##### RECORDS SHOWN

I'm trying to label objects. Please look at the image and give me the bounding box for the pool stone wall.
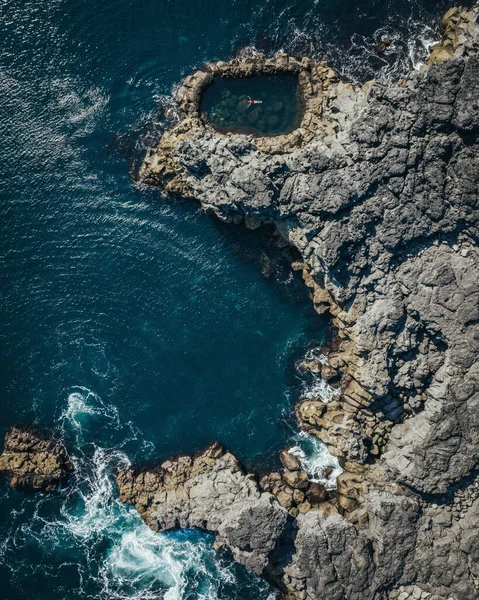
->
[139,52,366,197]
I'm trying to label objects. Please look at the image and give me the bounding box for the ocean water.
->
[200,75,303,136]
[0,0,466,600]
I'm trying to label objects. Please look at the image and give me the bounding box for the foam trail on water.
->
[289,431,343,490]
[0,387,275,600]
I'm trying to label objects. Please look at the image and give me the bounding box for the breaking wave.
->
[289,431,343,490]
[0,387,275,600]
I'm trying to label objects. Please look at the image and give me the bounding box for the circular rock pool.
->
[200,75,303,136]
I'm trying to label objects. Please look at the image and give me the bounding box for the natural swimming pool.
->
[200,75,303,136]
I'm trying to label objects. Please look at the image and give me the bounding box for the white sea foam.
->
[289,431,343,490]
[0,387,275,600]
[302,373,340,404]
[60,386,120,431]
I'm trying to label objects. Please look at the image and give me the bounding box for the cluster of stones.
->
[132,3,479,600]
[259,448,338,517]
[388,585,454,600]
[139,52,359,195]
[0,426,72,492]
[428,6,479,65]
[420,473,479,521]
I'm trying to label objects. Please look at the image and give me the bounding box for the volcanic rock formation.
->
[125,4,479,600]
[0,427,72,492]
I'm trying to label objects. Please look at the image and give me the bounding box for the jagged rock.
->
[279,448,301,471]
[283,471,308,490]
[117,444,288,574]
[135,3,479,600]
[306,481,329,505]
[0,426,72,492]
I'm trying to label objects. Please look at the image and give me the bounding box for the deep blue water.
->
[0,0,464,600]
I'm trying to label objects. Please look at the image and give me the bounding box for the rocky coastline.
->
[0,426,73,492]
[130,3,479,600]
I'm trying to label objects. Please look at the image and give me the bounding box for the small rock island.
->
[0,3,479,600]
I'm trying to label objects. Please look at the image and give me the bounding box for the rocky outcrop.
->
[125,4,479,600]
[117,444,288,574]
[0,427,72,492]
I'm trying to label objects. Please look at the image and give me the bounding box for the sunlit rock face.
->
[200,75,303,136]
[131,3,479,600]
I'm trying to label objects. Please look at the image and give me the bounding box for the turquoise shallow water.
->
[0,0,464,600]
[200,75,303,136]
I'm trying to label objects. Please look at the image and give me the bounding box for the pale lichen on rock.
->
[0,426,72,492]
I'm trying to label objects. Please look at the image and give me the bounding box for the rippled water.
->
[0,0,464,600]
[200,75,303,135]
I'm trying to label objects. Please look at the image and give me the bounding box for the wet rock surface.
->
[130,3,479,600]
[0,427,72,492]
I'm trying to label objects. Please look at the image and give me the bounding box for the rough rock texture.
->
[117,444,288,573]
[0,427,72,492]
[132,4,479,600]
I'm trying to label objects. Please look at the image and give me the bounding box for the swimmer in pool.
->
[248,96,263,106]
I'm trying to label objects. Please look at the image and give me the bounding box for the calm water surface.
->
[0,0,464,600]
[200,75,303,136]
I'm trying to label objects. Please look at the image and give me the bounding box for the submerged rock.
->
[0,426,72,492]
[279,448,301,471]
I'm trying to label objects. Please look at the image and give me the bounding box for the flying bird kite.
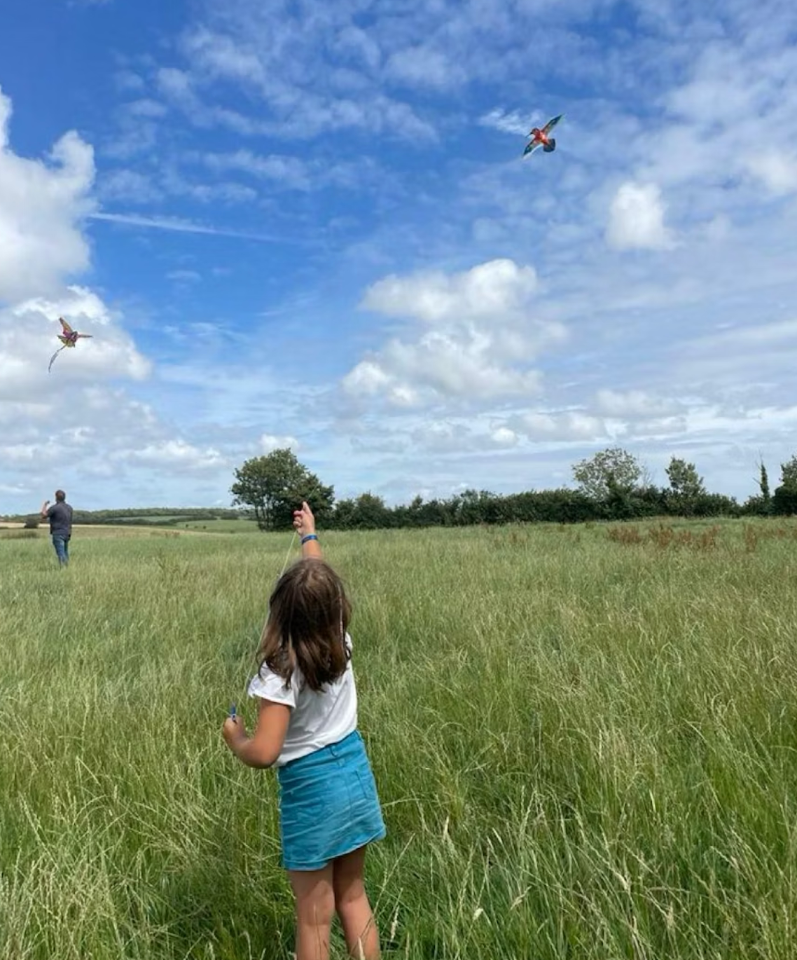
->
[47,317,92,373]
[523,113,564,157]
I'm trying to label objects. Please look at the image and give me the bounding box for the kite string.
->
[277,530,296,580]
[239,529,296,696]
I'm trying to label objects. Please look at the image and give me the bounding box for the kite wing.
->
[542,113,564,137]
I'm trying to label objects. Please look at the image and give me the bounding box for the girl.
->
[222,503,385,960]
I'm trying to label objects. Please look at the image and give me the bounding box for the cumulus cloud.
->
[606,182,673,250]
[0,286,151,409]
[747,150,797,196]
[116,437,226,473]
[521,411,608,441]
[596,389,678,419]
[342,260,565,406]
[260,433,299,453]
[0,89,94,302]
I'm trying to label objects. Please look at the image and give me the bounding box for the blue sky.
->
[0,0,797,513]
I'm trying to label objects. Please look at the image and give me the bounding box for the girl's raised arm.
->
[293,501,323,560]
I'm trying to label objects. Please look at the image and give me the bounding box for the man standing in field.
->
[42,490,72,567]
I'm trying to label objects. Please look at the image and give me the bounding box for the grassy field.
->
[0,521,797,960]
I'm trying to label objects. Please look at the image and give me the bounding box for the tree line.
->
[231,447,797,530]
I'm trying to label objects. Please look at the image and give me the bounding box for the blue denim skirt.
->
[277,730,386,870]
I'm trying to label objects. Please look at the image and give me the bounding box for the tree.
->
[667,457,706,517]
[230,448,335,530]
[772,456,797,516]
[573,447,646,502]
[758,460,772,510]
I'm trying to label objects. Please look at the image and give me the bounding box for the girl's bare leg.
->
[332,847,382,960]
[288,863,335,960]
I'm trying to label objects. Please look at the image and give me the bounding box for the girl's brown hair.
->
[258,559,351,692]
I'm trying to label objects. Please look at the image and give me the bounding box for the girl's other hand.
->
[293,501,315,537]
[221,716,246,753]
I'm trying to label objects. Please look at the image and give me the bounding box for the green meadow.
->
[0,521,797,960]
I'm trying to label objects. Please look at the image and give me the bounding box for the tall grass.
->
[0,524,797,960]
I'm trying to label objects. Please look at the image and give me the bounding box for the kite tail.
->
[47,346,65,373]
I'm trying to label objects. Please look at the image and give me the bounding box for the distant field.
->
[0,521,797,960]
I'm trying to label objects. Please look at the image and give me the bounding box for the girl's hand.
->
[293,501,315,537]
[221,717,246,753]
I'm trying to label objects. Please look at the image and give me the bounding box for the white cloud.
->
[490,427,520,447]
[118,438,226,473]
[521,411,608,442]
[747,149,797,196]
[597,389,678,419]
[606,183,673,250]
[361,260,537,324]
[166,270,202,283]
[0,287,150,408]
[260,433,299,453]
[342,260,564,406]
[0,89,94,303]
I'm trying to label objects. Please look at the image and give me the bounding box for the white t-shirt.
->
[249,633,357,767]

##########
##### RECORDS SHOWN

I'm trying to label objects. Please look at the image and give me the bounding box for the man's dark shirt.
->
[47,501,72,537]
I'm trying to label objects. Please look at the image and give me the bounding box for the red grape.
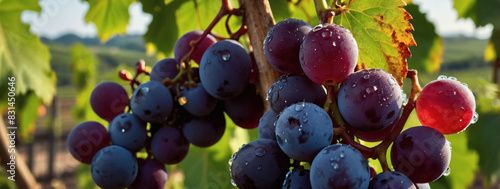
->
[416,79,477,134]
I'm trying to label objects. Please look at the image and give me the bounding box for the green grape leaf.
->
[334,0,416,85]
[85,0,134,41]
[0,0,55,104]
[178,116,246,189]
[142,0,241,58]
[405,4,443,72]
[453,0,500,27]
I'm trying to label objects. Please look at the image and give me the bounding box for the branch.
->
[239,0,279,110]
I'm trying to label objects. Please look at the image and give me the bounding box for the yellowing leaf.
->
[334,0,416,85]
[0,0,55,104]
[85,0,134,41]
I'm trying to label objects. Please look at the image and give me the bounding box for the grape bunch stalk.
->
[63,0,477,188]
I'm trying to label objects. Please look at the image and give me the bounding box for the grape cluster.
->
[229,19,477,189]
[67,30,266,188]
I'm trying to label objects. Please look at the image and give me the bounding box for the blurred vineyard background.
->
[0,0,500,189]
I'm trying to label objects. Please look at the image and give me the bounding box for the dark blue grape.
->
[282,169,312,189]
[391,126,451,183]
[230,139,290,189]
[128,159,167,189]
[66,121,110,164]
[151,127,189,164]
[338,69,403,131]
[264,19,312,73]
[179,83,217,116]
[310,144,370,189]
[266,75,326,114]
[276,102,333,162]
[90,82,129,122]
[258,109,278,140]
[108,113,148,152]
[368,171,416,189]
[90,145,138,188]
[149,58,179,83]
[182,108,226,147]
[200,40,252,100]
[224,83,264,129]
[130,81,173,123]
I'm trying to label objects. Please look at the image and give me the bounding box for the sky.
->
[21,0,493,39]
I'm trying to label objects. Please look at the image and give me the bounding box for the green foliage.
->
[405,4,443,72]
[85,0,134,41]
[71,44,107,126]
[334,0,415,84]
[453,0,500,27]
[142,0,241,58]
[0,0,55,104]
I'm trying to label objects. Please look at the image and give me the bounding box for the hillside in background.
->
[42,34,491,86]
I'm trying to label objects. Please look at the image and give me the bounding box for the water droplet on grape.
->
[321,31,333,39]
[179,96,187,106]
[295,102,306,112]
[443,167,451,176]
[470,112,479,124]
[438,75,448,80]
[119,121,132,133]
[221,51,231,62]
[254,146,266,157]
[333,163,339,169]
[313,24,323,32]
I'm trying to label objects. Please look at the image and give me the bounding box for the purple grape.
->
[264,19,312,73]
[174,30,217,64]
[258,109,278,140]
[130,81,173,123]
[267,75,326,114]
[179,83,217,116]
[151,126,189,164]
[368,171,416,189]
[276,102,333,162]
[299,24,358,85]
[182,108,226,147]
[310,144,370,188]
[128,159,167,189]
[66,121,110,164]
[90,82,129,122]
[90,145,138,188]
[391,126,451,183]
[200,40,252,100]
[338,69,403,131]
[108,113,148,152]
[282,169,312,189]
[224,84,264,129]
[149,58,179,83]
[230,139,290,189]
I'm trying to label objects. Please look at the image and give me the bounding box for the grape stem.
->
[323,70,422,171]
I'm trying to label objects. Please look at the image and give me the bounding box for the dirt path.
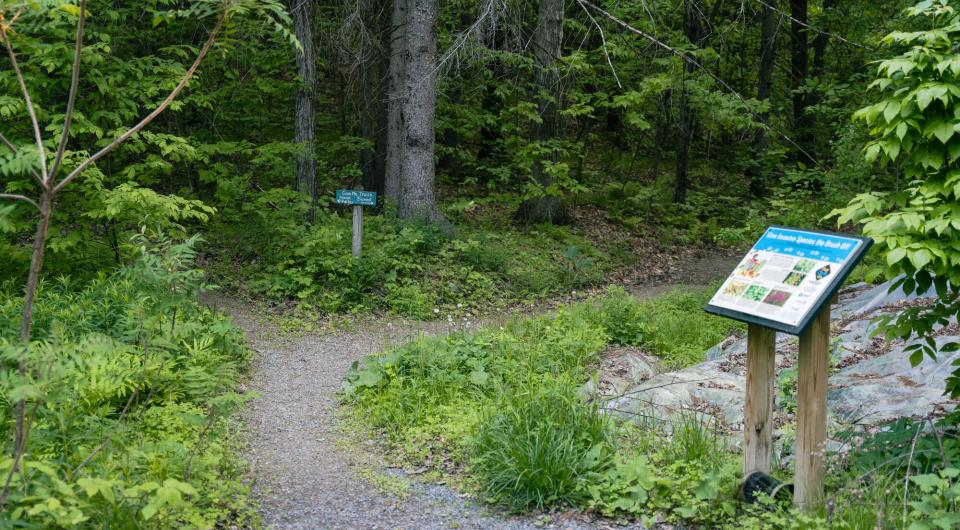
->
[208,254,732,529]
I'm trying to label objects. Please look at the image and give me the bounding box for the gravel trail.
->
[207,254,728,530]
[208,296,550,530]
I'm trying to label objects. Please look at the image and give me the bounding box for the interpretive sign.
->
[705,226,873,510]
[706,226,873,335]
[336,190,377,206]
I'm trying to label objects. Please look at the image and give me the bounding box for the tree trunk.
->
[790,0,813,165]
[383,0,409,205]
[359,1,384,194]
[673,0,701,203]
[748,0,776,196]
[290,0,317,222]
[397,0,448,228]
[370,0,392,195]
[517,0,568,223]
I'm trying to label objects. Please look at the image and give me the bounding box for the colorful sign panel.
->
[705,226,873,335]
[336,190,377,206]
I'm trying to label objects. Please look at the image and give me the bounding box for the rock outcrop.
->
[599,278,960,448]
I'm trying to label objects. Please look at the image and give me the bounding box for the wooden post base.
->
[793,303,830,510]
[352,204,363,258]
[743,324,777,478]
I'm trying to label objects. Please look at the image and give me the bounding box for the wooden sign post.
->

##########

Select every line of the records above that contains the word "white".

I'm trying to label objects. Please look at the image and give me the bounding box for the white sea foam.
I'm trying to label objects. Please look at the image and give me the bounding box for the white cloud.
I'm trying to label objects. Please look at the image and give me the bounding box for the white t-shirt.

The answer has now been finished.